[[ MATERIAL PROVIDED open ]]

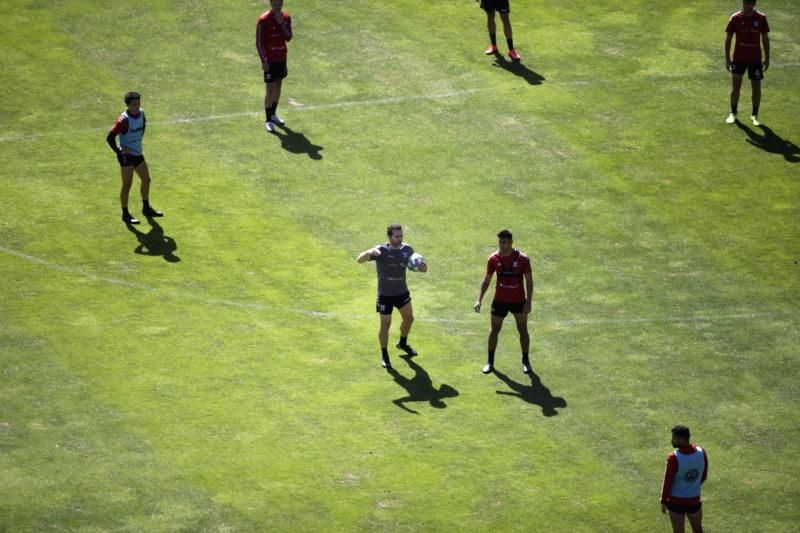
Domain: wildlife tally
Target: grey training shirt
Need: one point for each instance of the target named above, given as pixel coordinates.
(391, 267)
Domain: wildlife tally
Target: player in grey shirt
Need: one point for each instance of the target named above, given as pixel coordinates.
(391, 260)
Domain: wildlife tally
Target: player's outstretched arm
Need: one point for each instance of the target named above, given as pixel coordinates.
(529, 292)
(487, 279)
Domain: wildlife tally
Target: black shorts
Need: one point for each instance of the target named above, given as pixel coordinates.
(386, 304)
(755, 71)
(684, 509)
(130, 160)
(496, 5)
(502, 309)
(277, 71)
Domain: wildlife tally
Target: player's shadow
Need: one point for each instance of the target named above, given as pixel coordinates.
(154, 242)
(420, 388)
(536, 393)
(518, 69)
(297, 143)
(770, 142)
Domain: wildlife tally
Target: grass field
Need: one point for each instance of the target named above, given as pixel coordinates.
(220, 370)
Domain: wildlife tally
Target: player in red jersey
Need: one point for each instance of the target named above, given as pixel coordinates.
(686, 471)
(511, 267)
(130, 127)
(751, 29)
(273, 31)
(502, 7)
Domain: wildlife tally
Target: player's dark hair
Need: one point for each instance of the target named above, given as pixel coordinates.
(681, 432)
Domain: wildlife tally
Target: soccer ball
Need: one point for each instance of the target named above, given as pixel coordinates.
(415, 261)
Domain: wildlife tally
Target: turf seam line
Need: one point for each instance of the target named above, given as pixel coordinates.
(334, 315)
(351, 103)
(227, 116)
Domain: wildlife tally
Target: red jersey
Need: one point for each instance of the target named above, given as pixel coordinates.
(748, 32)
(669, 477)
(272, 36)
(510, 270)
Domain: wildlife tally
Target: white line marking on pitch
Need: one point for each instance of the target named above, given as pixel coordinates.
(334, 315)
(227, 116)
(334, 105)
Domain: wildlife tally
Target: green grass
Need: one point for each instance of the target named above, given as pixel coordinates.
(238, 388)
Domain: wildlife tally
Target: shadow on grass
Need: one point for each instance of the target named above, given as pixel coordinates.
(420, 388)
(770, 142)
(536, 393)
(298, 143)
(518, 69)
(154, 242)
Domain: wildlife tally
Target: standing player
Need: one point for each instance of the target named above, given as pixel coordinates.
(391, 260)
(751, 28)
(130, 127)
(687, 469)
(511, 267)
(502, 7)
(273, 31)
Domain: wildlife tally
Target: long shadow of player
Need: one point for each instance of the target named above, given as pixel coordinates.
(297, 143)
(536, 393)
(154, 242)
(420, 388)
(772, 143)
(518, 69)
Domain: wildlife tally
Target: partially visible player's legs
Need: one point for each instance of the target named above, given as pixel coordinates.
(696, 521)
(678, 521)
(269, 98)
(756, 89)
(127, 182)
(524, 340)
(144, 175)
(736, 89)
(276, 95)
(490, 25)
(512, 53)
(383, 339)
(407, 313)
(494, 333)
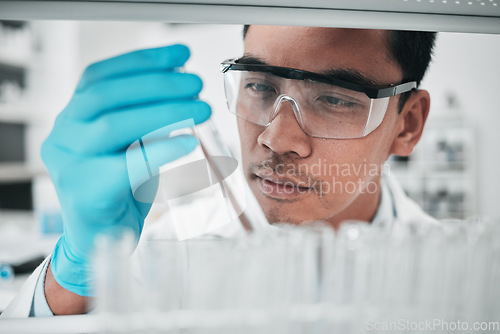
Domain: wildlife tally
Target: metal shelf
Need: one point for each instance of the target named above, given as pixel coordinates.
(476, 16)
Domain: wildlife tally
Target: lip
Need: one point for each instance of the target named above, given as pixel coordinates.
(281, 188)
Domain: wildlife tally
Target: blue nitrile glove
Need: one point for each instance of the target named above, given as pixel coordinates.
(117, 102)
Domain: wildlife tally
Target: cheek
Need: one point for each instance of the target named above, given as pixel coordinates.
(249, 134)
(347, 168)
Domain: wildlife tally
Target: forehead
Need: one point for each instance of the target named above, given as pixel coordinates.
(320, 49)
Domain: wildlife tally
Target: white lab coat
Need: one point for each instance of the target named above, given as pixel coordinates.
(405, 210)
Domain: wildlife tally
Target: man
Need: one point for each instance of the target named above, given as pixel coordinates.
(320, 111)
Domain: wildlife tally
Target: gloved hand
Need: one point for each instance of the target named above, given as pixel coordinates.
(116, 102)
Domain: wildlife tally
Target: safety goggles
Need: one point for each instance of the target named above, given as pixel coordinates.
(324, 106)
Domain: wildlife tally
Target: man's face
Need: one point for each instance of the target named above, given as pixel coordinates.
(296, 177)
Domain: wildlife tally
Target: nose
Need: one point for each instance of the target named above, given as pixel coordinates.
(284, 134)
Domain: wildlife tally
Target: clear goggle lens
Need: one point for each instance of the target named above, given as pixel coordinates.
(322, 110)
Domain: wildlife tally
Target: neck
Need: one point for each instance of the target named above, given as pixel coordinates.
(363, 208)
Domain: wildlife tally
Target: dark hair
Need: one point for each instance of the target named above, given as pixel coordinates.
(411, 50)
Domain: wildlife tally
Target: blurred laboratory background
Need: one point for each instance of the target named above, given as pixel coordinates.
(453, 173)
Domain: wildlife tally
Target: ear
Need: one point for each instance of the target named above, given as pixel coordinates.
(411, 123)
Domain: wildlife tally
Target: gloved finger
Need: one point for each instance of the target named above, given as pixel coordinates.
(144, 160)
(132, 90)
(163, 58)
(117, 130)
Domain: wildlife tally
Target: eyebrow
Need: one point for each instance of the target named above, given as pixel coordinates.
(344, 74)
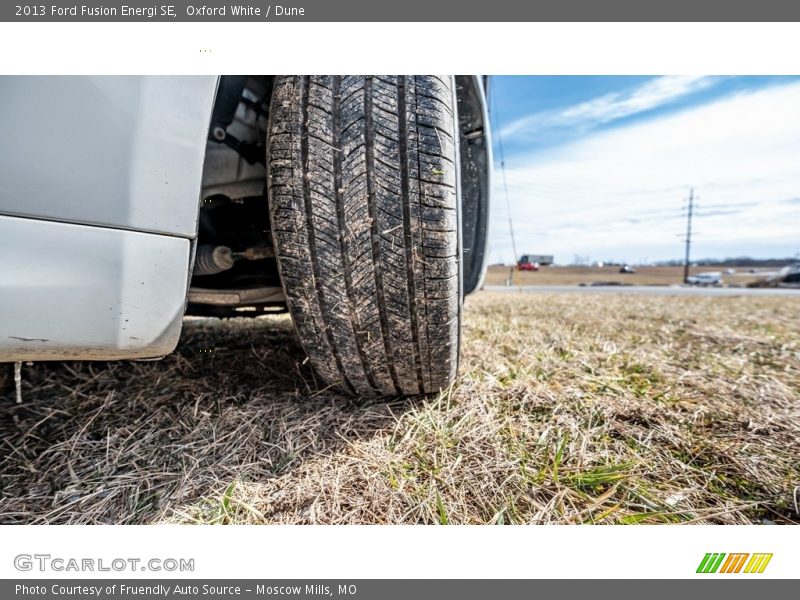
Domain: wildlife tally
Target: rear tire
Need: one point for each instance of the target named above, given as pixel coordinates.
(363, 195)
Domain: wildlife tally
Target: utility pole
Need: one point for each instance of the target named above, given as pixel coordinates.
(688, 236)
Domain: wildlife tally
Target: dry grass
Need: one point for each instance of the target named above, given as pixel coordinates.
(570, 409)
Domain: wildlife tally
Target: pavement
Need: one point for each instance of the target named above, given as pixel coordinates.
(651, 290)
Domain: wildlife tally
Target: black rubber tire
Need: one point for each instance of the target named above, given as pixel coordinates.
(364, 202)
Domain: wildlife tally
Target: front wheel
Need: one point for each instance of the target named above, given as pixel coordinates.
(364, 203)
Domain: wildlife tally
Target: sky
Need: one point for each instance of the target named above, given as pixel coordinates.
(600, 168)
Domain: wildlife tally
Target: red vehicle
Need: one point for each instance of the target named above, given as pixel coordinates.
(526, 264)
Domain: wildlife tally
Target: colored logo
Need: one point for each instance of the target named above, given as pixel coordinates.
(719, 562)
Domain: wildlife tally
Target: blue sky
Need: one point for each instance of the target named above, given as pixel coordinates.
(599, 166)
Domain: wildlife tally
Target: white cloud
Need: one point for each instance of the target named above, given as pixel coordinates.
(618, 194)
(613, 106)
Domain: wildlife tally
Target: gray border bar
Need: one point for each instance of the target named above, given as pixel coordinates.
(407, 11)
(710, 586)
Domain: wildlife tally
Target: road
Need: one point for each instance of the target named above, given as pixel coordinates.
(663, 290)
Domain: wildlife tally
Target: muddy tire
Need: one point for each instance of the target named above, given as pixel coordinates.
(363, 194)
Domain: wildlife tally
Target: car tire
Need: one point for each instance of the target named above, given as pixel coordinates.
(363, 184)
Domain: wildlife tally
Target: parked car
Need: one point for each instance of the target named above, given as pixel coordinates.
(705, 279)
(526, 264)
(357, 203)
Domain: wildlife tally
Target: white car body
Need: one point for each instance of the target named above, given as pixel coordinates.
(99, 196)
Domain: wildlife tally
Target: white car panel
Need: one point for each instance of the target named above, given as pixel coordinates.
(91, 293)
(118, 151)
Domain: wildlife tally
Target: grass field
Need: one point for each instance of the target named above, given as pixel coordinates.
(570, 409)
(644, 275)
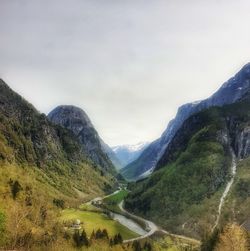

[[ MATERIAL PROVIDED closed ]]

WHAT YOU ARE ASKED TO DO
Each line that includes the word "dark" counts once; report how many such lines the entries have, and nothing else.

SOLUTION BELOW
2